◆ **Short problem**: Update the listing below by replacing every "marker" with "dot", and give all of its lines again with nothing else changed.

◆ **Record list**:
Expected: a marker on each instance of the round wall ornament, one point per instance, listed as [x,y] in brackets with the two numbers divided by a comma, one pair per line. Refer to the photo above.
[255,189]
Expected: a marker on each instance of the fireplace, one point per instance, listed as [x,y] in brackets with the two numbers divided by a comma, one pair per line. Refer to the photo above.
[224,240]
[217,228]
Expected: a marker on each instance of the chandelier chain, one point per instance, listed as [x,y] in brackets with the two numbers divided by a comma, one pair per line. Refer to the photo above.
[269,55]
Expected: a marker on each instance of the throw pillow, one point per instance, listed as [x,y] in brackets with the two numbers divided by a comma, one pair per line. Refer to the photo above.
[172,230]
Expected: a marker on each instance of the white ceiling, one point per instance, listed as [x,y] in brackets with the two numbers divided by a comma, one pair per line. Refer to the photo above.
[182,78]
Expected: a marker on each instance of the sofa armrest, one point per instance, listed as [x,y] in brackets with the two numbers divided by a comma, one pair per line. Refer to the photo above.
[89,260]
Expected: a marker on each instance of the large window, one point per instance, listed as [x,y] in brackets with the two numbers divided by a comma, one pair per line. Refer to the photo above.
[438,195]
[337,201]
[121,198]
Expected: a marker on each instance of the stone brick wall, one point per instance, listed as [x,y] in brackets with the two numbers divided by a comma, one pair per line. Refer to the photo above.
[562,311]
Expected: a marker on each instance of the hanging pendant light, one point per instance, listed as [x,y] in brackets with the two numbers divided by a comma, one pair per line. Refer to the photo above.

◆ **Final result**:
Expected: a dot on each instance of the round wall ornament, one point per instance, listed as [x,y] in brackets with the two numbers divided by a comma, one pair per line. Refer to the photo above.
[255,189]
Expected: a dot on each instance of the fireplace, one point per instance, listed as [x,y] in brackets with the two numbers divided by a comma, one pair per line. Refer to the photo above.
[224,240]
[217,228]
Expected: a dot on each instance of the chandelier chain, one point per instance, listed as [x,y] in brackets with the two numbers divided by a comma, one pair per line. Refer to the photo above.
[269,55]
Expected: a dot on each instance of the throw pillow, one point per instance, listed as [x,y] in brackets with the two numbers divided by a comma, one pair per line. Refer to the photo above.
[172,230]
Expected: a dot on each instance of the white ceiling, one point per instance, listed as [x,y] in brackets with the two numbers divided by a comma, one pair per line. Refer to the photo above.
[182,78]
Expected: a dot on each instance of the sofa armrest, one point per instance, listed as [x,y] in brackets with the two numbers divided by a comma, one pair per line. Refer to the photo above.
[89,260]
Expected: a dot on each instance of the large window, one point per instance, listed as [x,y] in brackets with the two numbers divided by a comma, one pair per line. Refer to the photo above.
[438,195]
[337,201]
[121,198]
Expected: a dot on each instance of the stone brick wall, one point per instance, listed as [x,y] in brackets with the two numbers divided by a comma, one pair per line. Refer to the photo above.
[562,311]
Expected: a dot on each instance of the hanging pendant light, one point per instance, listed as [x,y] in brackets with the two numbers divided by a comma, one pair per line. Refer to the photo above.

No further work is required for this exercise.